Reproduce the entries word for word, and omit any picture you find in them.

#### Dataset extract
▶

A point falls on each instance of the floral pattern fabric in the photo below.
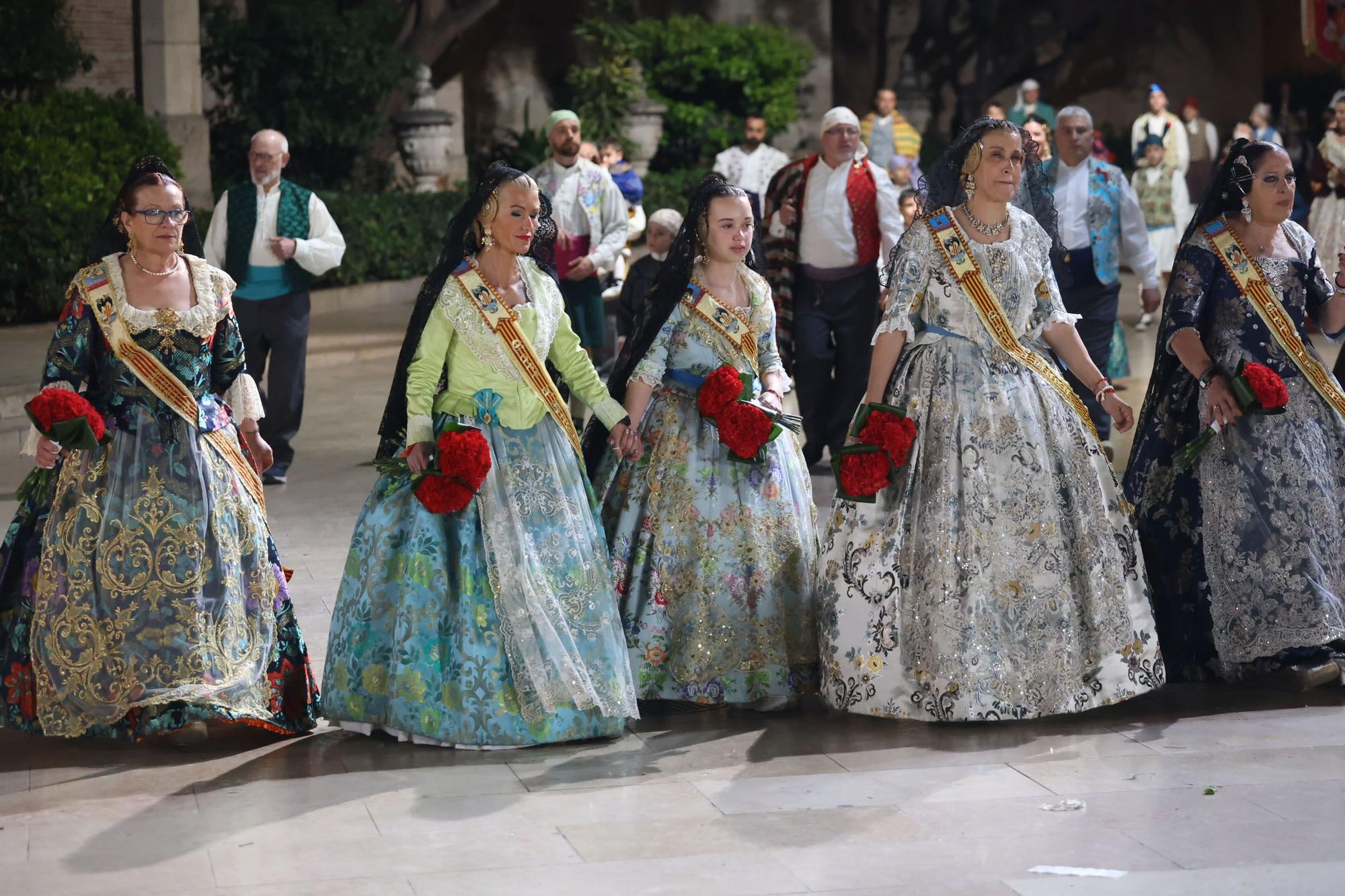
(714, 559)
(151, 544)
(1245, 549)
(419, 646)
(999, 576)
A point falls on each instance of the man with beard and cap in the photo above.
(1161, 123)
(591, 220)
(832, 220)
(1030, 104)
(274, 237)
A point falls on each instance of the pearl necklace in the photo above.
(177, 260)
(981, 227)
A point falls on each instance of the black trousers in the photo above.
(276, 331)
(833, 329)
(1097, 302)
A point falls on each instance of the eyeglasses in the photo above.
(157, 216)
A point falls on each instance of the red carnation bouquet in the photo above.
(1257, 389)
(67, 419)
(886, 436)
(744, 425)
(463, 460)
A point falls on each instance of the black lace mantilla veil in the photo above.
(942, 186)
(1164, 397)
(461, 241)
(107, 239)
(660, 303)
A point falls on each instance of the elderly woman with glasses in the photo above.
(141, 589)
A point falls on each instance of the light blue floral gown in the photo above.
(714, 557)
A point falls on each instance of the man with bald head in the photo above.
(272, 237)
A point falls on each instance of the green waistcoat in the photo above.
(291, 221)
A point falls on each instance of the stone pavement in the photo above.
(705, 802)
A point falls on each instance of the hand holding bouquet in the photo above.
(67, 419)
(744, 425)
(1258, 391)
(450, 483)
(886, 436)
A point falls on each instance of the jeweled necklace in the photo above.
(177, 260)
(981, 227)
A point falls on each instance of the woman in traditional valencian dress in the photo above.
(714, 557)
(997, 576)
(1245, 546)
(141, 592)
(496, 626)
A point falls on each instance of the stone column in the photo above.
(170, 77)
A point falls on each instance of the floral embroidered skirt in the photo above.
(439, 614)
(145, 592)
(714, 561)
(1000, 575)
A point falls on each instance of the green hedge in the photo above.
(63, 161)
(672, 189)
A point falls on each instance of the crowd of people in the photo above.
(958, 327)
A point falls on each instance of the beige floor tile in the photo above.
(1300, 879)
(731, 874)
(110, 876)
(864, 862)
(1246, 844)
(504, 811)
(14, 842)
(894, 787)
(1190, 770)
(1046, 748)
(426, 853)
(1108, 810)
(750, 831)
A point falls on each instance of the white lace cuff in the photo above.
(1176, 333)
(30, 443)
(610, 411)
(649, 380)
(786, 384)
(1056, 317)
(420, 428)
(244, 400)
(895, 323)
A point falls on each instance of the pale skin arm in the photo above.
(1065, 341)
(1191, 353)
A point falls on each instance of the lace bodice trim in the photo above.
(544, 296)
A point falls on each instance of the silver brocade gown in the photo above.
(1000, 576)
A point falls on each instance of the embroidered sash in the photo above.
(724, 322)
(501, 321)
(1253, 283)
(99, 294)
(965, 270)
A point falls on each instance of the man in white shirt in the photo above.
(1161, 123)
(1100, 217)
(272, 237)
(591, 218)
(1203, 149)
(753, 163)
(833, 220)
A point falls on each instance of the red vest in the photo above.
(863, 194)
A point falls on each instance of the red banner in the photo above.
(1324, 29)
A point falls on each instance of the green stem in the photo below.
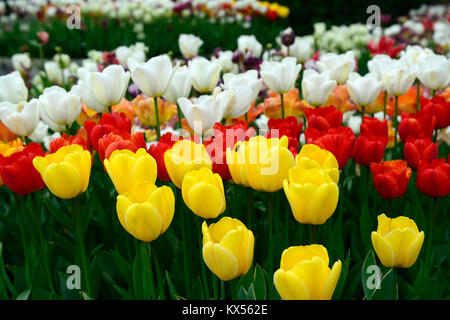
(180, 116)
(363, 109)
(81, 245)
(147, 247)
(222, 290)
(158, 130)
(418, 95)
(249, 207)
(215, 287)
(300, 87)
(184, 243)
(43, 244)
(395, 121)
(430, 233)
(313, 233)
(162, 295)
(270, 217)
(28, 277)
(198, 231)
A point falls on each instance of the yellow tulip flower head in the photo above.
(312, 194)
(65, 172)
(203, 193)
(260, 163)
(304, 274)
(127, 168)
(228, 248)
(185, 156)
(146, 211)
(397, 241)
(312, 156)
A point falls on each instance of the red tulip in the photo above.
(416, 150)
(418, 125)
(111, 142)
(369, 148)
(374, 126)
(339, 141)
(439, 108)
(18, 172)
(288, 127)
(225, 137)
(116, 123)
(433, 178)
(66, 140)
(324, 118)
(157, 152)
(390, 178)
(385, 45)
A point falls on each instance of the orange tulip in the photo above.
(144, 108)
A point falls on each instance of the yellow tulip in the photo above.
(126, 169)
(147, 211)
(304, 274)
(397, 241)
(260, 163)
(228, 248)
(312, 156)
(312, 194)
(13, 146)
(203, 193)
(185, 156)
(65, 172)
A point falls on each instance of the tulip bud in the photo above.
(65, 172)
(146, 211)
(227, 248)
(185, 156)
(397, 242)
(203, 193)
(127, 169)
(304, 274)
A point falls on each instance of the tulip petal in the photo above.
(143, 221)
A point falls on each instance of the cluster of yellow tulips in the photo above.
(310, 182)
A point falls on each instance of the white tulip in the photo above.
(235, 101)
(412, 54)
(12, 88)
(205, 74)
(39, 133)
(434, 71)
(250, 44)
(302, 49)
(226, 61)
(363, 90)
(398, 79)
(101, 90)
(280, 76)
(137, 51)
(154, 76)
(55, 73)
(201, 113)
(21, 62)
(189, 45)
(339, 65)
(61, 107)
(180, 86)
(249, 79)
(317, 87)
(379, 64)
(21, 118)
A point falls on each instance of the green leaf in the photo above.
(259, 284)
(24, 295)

◀

#### Completed task
A point falls on each instance of the floral pattern fabric in the photo below.
(714, 559)
(151, 544)
(1245, 549)
(419, 646)
(999, 576)
A point falls on each instance of the man with beard and cap in the photo above.
(1161, 123)
(591, 220)
(832, 220)
(1030, 104)
(274, 237)
A point falls on each instance of the pearl necklace in the photo above.
(177, 260)
(981, 227)
A point falls on each instance of the black trousers in the photo above.
(276, 331)
(833, 329)
(1097, 302)
A point falls on each instance of the eyeglasses in the photo above.
(157, 216)
A point falls on each instance of the red carnation bouquet in the photo above.
(1257, 389)
(67, 419)
(886, 436)
(744, 425)
(463, 460)
A point falls on each instance of the black lace mantilla veil in the photo above.
(942, 186)
(1164, 397)
(461, 241)
(107, 239)
(660, 303)
A point falls on each instance of the elderly woman with glasses in the photo above.
(141, 589)
A point falls on each instance of the light blue floral gown in the photo above.
(714, 557)
A point falls on each instance of the man with bald head in the photo above.
(272, 237)
A point falls on each instance of the green waistcoat in the photo above.
(291, 221)
A point falls on each instance of the stone pavement in the photo above.
(705, 802)
A point falls on each instance of the hand holding bouquet in the photo above.
(67, 419)
(744, 425)
(1258, 391)
(450, 483)
(886, 436)
A point falls on each instance of the jeweled necklace in the photo above.
(177, 260)
(981, 227)
A point falls on each instance of the woman in traditional valencian dress in the photo above.
(714, 557)
(997, 576)
(1245, 546)
(141, 592)
(496, 626)
A point falls on each instance of the stone column in the photo above.
(170, 77)
A point falls on each instance of the floral embroidered skirt in the photo above.
(439, 614)
(145, 592)
(714, 561)
(1000, 575)
A point falls on each instance of the green hedge in the photo above.
(63, 161)
(672, 189)
A point falls on each instance of the crowd of people in the photo above.
(958, 327)
A point falls on each instance of the beige floor tile in the photo above.
(1300, 879)
(731, 874)
(110, 876)
(864, 862)
(1246, 844)
(504, 811)
(14, 842)
(894, 787)
(1190, 770)
(1046, 748)
(426, 853)
(1108, 810)
(750, 831)
A point falls on each instance of the white lace cuff in the photo above.
(1176, 333)
(30, 443)
(610, 411)
(649, 380)
(786, 384)
(1056, 317)
(420, 428)
(244, 400)
(895, 323)
A point falls on each instance of the pale skin arm in the photo above.
(1065, 341)
(1191, 353)
A point falls on each instance of the lace bodice trim in the photo above.
(544, 296)
A point falls on each instance of the silver brocade gown in the photo above.
(1000, 576)
A point falls on each instance of the embroidered sash in the photo above.
(724, 322)
(501, 321)
(1253, 283)
(99, 294)
(965, 270)
A point falls on each instance of the man in white shirt in the photo above.
(1161, 123)
(1100, 217)
(272, 237)
(591, 218)
(1203, 149)
(753, 163)
(833, 220)
A point falls on each instance of the red vest in the photo above.
(863, 194)
A point falls on each instance of the red banner in the photo above.
(1324, 29)
A point falls on each instance of the green stem in the photo below.
(180, 116)
(363, 109)
(81, 245)
(147, 247)
(222, 290)
(158, 130)
(418, 95)
(249, 207)
(215, 287)
(300, 87)
(184, 243)
(43, 244)
(395, 121)
(430, 233)
(313, 233)
(162, 295)
(270, 217)
(28, 277)
(198, 231)
A point falls on each instance of the yellow tulip flower head in the photo above.
(312, 194)
(65, 172)
(203, 193)
(260, 163)
(304, 274)
(127, 168)
(228, 248)
(185, 156)
(146, 211)
(397, 241)
(312, 156)
A point falls on each instance of the red tulip in the photo above.
(416, 150)
(418, 125)
(111, 142)
(369, 148)
(374, 126)
(339, 141)
(439, 108)
(18, 172)
(288, 127)
(225, 137)
(116, 123)
(433, 178)
(66, 140)
(324, 118)
(157, 152)
(390, 178)
(385, 45)
A point falls on each instance of the orange tulip in the photo above.
(144, 108)
A point falls on each instance of the yellow tulip in the photo above.
(126, 169)
(147, 211)
(304, 274)
(397, 241)
(260, 163)
(228, 248)
(312, 156)
(312, 194)
(13, 146)
(203, 193)
(185, 156)
(65, 172)
A point falls on each instance of the tulip bud in the photo above.
(65, 172)
(146, 211)
(227, 248)
(185, 156)
(397, 242)
(203, 193)
(127, 169)
(304, 274)
A point falls on each instance of the tulip petal in the photo above.
(143, 221)
A point falls on each instance of the cluster of yellow tulips in the photo above.
(310, 182)
A point falls on each instance of the white tulip in the photo above.
(235, 101)
(412, 54)
(12, 88)
(205, 74)
(39, 133)
(434, 71)
(250, 44)
(302, 49)
(226, 61)
(363, 90)
(398, 79)
(101, 90)
(280, 76)
(137, 51)
(154, 76)
(55, 73)
(201, 113)
(21, 62)
(189, 45)
(339, 65)
(61, 107)
(180, 86)
(249, 79)
(317, 87)
(379, 64)
(21, 118)
A point falls on each instance of the green leaf in the photo above.
(259, 284)
(24, 295)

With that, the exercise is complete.